● GIVEN INFORMATION
--- start ---
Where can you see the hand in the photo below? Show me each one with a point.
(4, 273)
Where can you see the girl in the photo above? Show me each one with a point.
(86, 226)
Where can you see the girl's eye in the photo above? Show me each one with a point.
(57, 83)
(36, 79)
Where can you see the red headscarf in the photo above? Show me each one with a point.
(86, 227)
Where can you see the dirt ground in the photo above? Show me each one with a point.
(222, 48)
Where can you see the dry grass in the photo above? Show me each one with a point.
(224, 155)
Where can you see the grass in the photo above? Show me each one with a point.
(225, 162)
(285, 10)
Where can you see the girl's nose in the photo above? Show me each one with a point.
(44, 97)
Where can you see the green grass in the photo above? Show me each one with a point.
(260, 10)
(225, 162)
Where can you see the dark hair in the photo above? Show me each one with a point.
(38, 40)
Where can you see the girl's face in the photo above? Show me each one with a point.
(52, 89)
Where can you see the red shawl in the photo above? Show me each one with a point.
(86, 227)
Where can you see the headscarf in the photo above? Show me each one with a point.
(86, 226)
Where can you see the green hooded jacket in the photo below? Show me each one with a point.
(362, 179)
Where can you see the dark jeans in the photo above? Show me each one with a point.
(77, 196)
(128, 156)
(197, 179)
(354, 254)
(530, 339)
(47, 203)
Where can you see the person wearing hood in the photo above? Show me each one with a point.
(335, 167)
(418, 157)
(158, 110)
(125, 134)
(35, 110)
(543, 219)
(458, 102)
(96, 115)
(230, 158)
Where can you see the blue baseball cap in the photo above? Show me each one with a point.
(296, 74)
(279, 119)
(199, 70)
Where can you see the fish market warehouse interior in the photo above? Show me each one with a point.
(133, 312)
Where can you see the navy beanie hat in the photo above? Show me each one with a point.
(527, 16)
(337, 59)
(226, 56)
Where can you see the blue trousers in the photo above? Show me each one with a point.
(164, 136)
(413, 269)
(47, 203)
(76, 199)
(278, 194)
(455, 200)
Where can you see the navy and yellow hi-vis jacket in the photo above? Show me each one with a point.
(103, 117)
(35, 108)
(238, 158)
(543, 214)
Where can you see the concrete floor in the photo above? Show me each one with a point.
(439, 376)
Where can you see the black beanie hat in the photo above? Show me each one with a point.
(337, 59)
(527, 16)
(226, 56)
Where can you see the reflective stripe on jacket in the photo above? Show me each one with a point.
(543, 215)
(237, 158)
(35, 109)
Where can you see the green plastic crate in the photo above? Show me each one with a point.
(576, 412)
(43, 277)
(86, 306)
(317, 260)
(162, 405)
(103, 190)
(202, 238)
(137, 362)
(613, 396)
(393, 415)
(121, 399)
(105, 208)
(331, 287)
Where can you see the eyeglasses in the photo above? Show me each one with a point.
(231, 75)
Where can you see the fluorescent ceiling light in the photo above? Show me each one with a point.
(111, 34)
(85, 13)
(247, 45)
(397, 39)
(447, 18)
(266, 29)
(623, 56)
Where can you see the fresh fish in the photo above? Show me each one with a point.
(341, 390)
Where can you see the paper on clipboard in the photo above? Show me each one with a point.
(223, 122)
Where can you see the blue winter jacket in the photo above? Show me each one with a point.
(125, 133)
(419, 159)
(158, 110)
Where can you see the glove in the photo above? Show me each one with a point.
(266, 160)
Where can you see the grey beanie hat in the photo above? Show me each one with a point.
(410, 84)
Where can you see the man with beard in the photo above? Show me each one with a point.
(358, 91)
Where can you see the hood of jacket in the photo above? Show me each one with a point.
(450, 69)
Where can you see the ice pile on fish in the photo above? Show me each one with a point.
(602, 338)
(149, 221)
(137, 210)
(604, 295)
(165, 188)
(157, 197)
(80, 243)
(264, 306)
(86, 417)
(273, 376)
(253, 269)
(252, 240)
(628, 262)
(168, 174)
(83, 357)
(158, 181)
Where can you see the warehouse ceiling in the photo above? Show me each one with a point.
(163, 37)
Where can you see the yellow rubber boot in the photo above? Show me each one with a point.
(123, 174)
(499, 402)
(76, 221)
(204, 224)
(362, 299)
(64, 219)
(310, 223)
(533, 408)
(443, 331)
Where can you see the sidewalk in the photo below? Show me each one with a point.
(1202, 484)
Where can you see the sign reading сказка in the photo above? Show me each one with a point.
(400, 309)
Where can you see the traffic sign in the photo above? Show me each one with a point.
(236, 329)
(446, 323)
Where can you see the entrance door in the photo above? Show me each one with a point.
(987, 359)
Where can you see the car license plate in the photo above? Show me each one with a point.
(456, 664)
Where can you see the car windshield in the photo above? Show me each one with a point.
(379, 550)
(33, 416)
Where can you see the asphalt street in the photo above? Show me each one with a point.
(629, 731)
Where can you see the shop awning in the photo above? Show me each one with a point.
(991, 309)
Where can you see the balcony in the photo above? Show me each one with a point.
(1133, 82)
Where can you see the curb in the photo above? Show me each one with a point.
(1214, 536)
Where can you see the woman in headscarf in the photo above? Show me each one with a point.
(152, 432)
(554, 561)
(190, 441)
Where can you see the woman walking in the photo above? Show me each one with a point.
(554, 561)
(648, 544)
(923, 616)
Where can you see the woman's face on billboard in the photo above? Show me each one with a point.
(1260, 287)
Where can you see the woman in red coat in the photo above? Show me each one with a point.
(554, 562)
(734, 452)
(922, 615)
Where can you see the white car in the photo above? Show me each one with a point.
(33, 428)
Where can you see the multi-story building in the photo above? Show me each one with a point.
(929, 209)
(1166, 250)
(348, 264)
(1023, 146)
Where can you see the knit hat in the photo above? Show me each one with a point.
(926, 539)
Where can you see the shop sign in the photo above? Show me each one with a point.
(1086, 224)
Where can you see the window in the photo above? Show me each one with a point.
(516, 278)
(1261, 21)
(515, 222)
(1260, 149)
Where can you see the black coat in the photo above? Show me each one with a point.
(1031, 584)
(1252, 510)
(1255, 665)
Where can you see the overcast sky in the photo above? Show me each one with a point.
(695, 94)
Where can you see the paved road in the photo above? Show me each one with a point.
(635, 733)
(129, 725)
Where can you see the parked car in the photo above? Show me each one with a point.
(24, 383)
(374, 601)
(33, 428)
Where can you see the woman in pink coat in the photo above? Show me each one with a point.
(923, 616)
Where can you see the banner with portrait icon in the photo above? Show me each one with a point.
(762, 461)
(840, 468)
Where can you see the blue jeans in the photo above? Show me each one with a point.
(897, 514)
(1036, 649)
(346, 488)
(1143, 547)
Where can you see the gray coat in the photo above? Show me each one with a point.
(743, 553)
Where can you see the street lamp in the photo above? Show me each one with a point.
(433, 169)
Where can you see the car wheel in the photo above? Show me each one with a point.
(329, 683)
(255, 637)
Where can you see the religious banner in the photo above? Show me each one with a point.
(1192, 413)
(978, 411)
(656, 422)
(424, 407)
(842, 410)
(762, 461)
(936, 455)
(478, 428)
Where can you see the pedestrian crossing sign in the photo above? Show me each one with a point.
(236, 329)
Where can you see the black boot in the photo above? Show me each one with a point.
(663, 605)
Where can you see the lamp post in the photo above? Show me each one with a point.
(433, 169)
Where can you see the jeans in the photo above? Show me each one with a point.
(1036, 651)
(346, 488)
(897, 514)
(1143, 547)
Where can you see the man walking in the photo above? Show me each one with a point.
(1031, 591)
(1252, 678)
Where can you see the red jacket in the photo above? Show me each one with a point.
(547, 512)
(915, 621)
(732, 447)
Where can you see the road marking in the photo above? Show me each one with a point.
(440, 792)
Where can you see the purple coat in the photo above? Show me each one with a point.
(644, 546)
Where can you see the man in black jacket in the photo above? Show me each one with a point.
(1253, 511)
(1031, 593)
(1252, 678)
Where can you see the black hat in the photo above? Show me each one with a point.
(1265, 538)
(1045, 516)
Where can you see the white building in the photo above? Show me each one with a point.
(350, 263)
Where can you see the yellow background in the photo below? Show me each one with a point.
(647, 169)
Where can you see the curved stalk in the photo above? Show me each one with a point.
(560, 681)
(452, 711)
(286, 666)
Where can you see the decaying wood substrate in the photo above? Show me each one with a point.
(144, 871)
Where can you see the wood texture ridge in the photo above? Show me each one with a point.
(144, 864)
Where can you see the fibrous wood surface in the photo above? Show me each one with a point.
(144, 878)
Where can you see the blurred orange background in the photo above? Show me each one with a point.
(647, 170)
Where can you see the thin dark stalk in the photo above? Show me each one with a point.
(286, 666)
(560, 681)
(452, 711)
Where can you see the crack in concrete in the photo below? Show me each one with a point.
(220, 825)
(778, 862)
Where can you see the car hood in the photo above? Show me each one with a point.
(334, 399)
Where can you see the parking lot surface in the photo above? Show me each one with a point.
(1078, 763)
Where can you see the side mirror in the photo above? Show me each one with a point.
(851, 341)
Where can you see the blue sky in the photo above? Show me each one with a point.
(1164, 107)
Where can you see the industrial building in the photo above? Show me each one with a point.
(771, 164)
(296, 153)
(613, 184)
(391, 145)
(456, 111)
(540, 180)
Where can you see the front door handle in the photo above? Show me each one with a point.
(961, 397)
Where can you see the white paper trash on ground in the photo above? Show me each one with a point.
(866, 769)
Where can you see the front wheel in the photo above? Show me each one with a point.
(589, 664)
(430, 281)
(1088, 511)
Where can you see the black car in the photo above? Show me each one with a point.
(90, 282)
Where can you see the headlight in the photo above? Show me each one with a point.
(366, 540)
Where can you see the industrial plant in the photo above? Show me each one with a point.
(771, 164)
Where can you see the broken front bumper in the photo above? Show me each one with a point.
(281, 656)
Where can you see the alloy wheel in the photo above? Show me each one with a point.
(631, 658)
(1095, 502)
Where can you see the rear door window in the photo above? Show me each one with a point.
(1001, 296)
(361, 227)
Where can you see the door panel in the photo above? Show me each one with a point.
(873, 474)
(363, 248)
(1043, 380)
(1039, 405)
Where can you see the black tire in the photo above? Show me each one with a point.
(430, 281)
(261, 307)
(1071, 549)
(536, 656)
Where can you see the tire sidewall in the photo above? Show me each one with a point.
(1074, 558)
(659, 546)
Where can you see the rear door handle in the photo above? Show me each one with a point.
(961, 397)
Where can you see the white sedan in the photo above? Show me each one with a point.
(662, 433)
--- end ---
● WHAT YOU WILL DO
Copy out the items above without changes, starting with the line that contains "Where can you see the balcony" and stopping after the line that contains "(1086, 224)".

● RESULT FOR THIS EXERCISE
Where can you see the balcony in the photo above? Show me each one with a point.
(1133, 82)
Where can you see the curb in the photo above? Show me each one with a point.
(1214, 536)
Where can you see the woman in headscarf in the photo above? Show me each one with a point.
(152, 432)
(554, 561)
(190, 441)
Where can you see the woman walking in the photo above? Show me each one with a point.
(554, 561)
(648, 544)
(923, 616)
Where can you see the woman's face on billboard in the photo above? Show me each one with a point.
(1260, 287)
Where can you see the woman in red coat in the photo above? Show me each one with a point.
(554, 562)
(734, 452)
(922, 615)
Where can you see the white car in the photo above? Show me each one with a point.
(33, 428)
Where can you see the multi-story building in the photo above? Show me each one with a point.
(929, 209)
(1166, 250)
(348, 264)
(1023, 146)
Where can you see the knit hat in the photo above? Show me each one with a point.
(926, 539)
Where can you see the shop sign in the photo above? Show me each one with a point.
(1086, 224)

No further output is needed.